• Work item: From the first line through the line containing "A point belongs on each instance of the white fruit", transcribe the records exactly and include no other lines.

• Source data:
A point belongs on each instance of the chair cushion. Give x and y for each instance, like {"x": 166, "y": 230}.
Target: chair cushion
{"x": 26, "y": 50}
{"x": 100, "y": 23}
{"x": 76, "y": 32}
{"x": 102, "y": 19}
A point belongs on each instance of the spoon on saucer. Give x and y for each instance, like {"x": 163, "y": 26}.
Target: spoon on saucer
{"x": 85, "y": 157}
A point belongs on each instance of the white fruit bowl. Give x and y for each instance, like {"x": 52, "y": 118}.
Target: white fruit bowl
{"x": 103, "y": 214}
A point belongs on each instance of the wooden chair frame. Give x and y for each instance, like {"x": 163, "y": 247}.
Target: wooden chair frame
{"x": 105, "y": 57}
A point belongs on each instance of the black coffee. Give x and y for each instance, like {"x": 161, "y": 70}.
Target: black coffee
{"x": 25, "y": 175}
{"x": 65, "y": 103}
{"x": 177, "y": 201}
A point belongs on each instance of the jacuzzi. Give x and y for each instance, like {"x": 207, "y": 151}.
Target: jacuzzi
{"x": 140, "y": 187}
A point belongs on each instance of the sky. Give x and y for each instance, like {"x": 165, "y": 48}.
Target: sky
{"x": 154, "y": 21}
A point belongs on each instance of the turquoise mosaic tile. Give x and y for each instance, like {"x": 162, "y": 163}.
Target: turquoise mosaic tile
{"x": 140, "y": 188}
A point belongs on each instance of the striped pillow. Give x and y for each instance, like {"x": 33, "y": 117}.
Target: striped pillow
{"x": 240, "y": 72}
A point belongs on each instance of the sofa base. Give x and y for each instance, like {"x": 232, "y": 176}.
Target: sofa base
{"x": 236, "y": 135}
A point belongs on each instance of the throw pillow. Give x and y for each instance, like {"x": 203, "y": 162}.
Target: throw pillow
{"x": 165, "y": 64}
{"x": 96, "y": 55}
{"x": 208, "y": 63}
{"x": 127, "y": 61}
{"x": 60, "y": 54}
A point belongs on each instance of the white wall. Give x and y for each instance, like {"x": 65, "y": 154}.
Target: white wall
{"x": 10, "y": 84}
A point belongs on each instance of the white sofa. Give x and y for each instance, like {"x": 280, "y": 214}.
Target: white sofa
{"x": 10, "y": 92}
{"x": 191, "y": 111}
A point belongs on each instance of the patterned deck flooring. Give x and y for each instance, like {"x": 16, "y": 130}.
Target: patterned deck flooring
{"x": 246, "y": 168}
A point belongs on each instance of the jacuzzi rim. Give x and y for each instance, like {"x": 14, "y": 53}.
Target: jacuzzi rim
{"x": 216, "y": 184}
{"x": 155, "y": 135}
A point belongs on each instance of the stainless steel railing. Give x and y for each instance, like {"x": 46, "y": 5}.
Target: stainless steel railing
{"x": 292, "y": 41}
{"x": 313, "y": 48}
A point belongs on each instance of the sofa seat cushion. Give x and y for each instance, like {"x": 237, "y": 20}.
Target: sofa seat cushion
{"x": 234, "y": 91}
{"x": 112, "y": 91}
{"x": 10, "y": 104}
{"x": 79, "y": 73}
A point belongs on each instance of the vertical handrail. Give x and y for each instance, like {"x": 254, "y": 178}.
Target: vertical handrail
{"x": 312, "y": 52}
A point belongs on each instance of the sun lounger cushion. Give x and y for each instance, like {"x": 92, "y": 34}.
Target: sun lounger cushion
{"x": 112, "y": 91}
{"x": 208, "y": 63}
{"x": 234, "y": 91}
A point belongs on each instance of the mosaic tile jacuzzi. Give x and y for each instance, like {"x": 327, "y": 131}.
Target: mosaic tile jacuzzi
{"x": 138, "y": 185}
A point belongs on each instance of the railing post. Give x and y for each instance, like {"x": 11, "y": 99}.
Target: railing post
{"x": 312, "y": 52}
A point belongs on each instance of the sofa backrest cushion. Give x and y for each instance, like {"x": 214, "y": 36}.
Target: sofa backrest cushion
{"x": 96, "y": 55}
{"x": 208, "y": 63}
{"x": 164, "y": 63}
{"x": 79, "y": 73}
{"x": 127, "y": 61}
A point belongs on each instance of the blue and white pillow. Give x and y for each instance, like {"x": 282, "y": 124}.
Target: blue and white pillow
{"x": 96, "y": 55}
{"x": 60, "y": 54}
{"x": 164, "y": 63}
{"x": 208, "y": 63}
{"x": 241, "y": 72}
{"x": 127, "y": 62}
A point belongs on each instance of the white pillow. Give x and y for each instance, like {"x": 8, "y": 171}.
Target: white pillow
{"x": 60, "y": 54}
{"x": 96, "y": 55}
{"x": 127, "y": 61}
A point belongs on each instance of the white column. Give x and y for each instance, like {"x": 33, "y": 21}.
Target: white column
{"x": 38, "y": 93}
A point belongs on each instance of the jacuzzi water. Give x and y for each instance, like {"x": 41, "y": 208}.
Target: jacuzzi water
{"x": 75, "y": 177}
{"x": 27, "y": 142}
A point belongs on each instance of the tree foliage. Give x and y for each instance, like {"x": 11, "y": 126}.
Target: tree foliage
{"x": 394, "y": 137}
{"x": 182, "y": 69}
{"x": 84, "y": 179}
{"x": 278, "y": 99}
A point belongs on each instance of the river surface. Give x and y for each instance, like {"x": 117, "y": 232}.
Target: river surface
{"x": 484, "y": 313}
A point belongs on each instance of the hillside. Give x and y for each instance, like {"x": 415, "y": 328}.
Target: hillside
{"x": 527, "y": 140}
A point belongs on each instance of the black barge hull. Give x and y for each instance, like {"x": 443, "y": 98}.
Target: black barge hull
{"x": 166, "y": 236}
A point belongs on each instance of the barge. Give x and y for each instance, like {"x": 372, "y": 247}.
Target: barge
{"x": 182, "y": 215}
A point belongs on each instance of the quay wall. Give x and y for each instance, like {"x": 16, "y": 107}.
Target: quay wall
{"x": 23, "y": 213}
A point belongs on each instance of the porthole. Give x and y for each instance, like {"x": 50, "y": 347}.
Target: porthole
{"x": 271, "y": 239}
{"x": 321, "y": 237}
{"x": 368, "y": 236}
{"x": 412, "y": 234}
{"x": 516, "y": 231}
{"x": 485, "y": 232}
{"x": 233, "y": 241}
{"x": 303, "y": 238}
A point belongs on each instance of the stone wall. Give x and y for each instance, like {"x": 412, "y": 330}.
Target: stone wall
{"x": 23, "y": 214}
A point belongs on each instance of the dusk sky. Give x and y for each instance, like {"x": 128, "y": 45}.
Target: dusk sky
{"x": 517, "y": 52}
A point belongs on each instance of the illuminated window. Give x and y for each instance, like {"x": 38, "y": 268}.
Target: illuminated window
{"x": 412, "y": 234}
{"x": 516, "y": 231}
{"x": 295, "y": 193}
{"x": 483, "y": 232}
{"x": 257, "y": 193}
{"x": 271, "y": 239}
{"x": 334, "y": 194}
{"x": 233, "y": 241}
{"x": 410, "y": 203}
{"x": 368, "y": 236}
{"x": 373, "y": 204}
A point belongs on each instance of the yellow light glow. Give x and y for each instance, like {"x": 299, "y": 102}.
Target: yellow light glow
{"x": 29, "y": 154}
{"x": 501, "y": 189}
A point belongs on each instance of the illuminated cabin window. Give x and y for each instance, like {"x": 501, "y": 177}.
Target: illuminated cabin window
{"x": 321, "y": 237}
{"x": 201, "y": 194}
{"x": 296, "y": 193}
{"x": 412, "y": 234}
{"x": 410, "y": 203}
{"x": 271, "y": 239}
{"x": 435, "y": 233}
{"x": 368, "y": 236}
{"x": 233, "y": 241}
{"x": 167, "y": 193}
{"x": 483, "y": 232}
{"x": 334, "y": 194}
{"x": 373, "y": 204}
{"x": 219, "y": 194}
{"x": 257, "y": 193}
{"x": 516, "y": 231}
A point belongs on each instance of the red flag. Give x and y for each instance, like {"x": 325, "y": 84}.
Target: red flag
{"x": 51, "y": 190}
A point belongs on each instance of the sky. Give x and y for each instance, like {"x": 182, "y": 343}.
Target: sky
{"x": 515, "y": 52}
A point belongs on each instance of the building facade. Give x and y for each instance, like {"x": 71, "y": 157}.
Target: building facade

• Reply to the task:
A point belongs on each instance of the chair cushion. Give x and y for each instance, like {"x": 166, "y": 230}.
Target: chair cushion
{"x": 26, "y": 50}
{"x": 100, "y": 23}
{"x": 76, "y": 32}
{"x": 102, "y": 19}
A point belongs on each instance of the spoon on saucer. Give x and y for each instance, like {"x": 163, "y": 26}.
Target: spoon on saucer
{"x": 85, "y": 157}
A point belongs on each instance of the white fruit bowl. Give x and y for each instance, like {"x": 52, "y": 118}.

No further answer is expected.